##### Excerto apresentado #####
A tentativa infrutífera de Cheney de tirar o seu partido da beira do abismo em 2022 — juntamente com o seu anúncio em 2024 de que votaria na democrata Kamala Harris — apenas confirmou a sua marginalização pelo que já se tinha tornado um Partido Republicano totalmente trumpista — um partido que ele próprio ajudou a criar.

Apesar da intervenção do pai, Liz Cheney foi afastada do cargo pelos eleitores republicanos das primárias do Wyoming, que continuaram uma evolução do Partido Republicano que o velho Cheney havia facilitado ao longo de uma carreira de meio século caracterizada pela rejeição da transparência, pela recusa em respeitar o sistema de freios e contrapesos e, em última análise, pela criação de um poder executivo superpoderoso e propício a abusos.

De Nixon a Bush, do petróleo ao complexo militar-industrial

De facto, a trajetória da carreira de Cheney dá uma noção muito mais clara da mudança do Partido Republicano em direção ao trumpismo do que a de quase qualquer outra figura — exceto o próprio Trump.

Dick Cheney ansiava pelo poder. A partir de meados da década de 1960, ele posicionou-se nos bastidores, mas sempre como um elemento influente nas sucessivas administrações republicanas da Casa Branca, um congressista de direita que ansiava por ser presidente do Congresso, um secretário de Defesa belicista que se tornou obcecado pela mudança de regime no Iraque, um CEO corporativo que ocupava a obscura interseção entre o poder do petróleo e o complexo militar-industrial e, finalmente, e de forma mais prejudicial, um vice-presidente que usou pretextos falsos, alegações exageradas sobre armas de destruição em massa e “informações” manipuladas para levar os Estados Unidos a uma guerra catastrófica no Médio Oriente.

Cheney era um republicano com currículo. Ele assumiu cargos de enorme autoridade, mas fê-lo para uma galeria de presidentes republicanos desonestos, cujos escândalos muitas vezes anteciparam os de Trump.

O primeiro chefe de Cheney na Casa Branca foi Richard Nixon, que teve de se demitir quando o Congresso iniciou um processo de impeachment devido às suas ilicitudes políticas e à sua gestão desonesta e desonrosa da presidência.
#####
_Exercício escrito A_. Segundo o excerto, quem foi o primeiro chefe de Cheney na Casa Branca?
O excerto e a listagem são materiais independentes entre si.
##### Registos a processar #####
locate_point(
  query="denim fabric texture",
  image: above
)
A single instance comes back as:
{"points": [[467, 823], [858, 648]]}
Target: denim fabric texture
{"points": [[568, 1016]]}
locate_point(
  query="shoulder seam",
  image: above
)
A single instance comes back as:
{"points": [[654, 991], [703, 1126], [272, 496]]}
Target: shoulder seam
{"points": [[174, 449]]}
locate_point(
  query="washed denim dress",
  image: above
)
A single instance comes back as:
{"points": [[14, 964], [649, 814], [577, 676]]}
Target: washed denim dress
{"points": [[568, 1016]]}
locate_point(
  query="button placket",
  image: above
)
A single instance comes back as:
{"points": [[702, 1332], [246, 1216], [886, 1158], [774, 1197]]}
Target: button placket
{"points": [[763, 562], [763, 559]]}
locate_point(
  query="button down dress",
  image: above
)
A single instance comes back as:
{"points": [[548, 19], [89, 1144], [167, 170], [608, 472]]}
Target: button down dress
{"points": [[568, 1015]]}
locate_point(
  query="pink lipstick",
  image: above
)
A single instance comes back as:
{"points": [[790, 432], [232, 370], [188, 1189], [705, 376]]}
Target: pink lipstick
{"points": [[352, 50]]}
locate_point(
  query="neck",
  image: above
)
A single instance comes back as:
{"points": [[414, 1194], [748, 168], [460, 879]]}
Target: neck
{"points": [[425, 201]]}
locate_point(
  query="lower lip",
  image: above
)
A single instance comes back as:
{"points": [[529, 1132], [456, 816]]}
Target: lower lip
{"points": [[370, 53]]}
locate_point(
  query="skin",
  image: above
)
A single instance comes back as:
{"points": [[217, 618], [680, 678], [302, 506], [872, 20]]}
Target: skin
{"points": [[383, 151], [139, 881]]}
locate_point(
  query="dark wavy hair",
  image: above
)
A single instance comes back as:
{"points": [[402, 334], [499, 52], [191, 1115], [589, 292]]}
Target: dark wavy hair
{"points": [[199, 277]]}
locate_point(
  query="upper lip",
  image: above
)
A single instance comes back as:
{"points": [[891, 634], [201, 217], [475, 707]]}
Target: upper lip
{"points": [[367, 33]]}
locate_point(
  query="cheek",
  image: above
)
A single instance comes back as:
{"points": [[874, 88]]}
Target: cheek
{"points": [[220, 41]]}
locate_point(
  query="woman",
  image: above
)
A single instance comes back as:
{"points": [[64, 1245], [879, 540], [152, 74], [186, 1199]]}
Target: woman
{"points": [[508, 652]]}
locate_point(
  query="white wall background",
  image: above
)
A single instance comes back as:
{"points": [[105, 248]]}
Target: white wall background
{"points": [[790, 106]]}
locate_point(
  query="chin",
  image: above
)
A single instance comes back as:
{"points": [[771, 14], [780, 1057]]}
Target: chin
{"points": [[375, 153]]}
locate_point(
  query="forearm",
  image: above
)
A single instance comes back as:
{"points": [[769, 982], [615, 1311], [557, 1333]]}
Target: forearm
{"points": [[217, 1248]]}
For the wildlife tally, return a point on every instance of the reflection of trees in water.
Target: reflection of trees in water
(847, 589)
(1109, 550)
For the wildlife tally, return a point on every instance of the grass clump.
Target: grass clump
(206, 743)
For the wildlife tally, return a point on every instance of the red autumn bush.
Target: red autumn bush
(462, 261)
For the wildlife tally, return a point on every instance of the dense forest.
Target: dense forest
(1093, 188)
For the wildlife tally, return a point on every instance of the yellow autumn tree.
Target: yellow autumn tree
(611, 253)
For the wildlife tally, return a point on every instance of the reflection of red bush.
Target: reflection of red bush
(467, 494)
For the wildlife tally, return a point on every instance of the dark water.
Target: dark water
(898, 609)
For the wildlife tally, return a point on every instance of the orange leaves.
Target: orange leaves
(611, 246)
#####
_Exercício escrito B_. Transcreva sem alterações o trecho da listagem que vai da linha que contém "of red bush." até ao fim da listagem, incluindo ambos os extremos.

_Resposta A_. Richard Nixon.

_Resposta B_.
For the wildlife tally, return a point on every instance of the reflection of red bush.
Target: reflection of red bush
(467, 494)
For the wildlife tally, return a point on every instance of the dark water.
Target: dark water
(898, 609)
For the wildlife tally, return a point on every instance of the orange leaves.
Target: orange leaves
(611, 246)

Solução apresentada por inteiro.